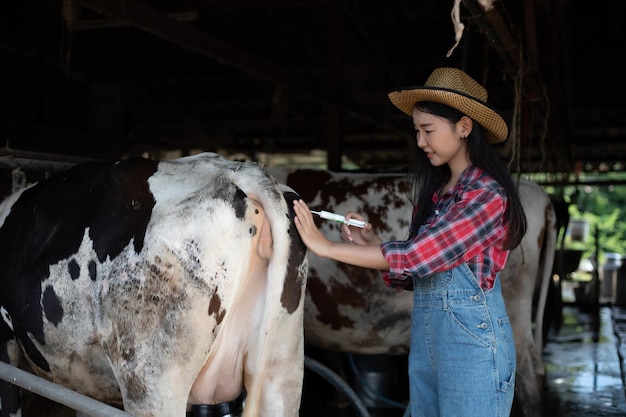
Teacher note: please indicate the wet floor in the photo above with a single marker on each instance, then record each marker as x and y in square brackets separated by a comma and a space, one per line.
[583, 363]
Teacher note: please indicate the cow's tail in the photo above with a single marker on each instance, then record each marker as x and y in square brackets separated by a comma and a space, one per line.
[280, 357]
[545, 270]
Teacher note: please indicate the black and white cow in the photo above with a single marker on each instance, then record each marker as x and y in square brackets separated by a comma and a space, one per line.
[156, 285]
[349, 309]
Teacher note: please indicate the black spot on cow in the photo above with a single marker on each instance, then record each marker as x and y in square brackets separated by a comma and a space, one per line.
[73, 269]
[47, 224]
[93, 270]
[292, 291]
[52, 306]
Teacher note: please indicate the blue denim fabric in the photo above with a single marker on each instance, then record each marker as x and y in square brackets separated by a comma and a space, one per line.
[462, 358]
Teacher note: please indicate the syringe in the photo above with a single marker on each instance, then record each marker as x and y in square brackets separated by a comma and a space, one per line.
[339, 218]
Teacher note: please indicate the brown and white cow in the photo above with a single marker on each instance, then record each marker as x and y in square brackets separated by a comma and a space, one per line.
[349, 309]
[156, 285]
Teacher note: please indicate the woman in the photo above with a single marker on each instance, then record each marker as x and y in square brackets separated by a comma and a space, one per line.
[466, 219]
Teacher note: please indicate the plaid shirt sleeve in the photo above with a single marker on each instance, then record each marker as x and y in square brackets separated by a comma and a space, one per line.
[467, 229]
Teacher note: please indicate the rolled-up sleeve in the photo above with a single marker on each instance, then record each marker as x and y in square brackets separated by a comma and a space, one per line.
[465, 230]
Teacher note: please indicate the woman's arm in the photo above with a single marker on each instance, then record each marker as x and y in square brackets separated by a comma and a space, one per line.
[364, 255]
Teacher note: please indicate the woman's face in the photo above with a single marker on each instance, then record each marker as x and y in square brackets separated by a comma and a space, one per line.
[441, 140]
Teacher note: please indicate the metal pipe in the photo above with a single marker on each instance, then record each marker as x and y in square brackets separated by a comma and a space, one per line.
[58, 393]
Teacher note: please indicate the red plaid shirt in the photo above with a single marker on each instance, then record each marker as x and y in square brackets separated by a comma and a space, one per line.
[467, 225]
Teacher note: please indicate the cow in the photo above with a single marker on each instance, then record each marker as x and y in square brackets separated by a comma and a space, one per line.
[349, 309]
[156, 285]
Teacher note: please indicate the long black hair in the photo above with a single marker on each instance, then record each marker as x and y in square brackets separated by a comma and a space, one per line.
[427, 178]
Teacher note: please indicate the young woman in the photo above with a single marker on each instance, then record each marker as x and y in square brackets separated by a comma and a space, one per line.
[467, 217]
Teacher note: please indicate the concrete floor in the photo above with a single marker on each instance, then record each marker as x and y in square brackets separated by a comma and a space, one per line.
[583, 363]
[584, 375]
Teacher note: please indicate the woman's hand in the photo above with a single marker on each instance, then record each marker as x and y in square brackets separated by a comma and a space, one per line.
[358, 235]
[310, 234]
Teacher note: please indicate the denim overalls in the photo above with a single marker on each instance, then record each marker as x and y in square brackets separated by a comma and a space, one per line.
[462, 358]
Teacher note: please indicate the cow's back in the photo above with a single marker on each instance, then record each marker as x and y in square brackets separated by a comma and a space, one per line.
[145, 281]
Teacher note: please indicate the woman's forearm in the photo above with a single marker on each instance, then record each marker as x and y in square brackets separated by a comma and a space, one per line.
[366, 256]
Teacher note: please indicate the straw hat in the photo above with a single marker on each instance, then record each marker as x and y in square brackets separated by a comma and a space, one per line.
[454, 88]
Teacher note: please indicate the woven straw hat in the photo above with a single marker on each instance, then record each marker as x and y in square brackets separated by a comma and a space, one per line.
[454, 88]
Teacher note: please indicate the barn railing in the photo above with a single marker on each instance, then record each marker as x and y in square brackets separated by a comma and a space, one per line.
[85, 406]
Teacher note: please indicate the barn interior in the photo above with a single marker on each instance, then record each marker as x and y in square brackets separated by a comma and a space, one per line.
[261, 79]
[304, 82]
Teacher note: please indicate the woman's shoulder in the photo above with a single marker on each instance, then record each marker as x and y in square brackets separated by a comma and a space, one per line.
[480, 183]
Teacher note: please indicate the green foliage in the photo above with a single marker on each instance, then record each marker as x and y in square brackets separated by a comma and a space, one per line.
[603, 205]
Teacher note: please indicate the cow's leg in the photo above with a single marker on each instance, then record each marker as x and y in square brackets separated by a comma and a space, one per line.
[9, 353]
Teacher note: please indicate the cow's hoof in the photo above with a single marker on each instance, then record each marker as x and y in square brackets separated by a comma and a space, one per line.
[227, 409]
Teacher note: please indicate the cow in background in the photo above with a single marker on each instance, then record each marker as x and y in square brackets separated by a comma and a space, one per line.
[156, 285]
[349, 309]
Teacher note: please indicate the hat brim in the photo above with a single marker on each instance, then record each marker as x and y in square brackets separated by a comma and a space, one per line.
[494, 125]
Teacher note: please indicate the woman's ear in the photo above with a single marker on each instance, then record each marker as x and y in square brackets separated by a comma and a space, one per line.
[465, 125]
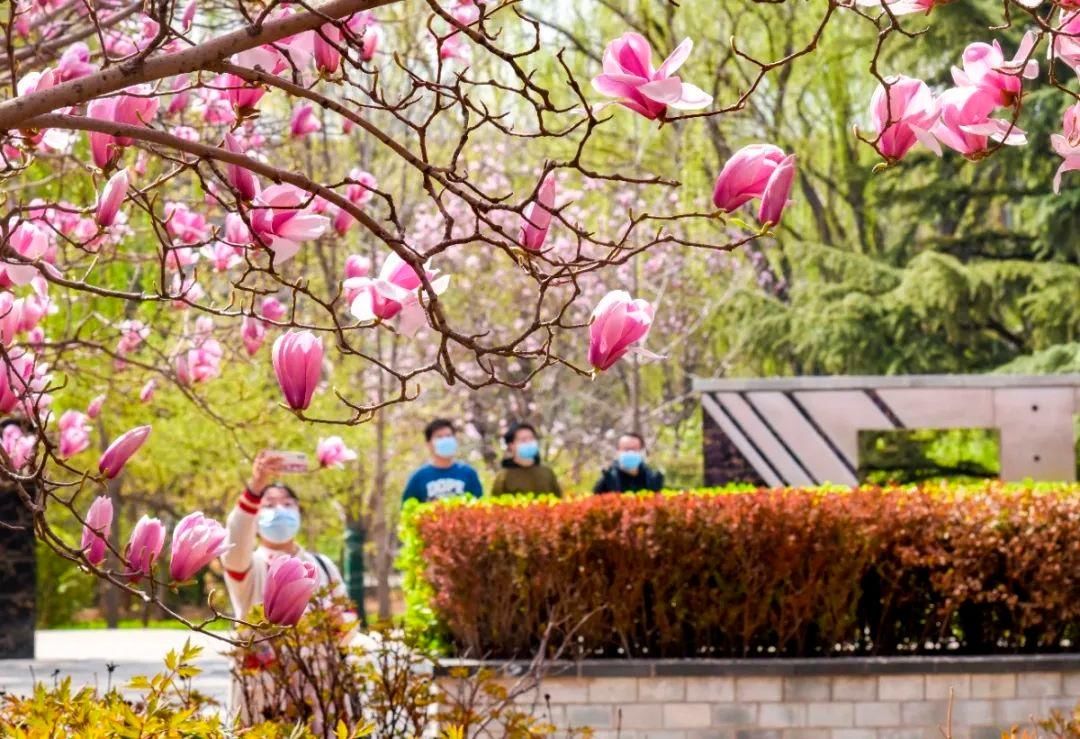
━━━━━━━━━━━━━━━━━━━━━━━━━━━━━━
OBJETIVO DA TAREFA>
Identifique e copie cada linha dos registros acima em que aparece a palavra "barn".

RESPOSTA DO PROBLEMA>
Teacher note: please indicate the barn railing in the photo above with a single marker on each instance, then record each marker as x and y in square brackets separated by a comma and a space, one per line.
Teacher note: please indicate the barn interior in the photo above with a single marker on each instance, then record each marker as x and y in square brackets separated by a comma and a space, one per line.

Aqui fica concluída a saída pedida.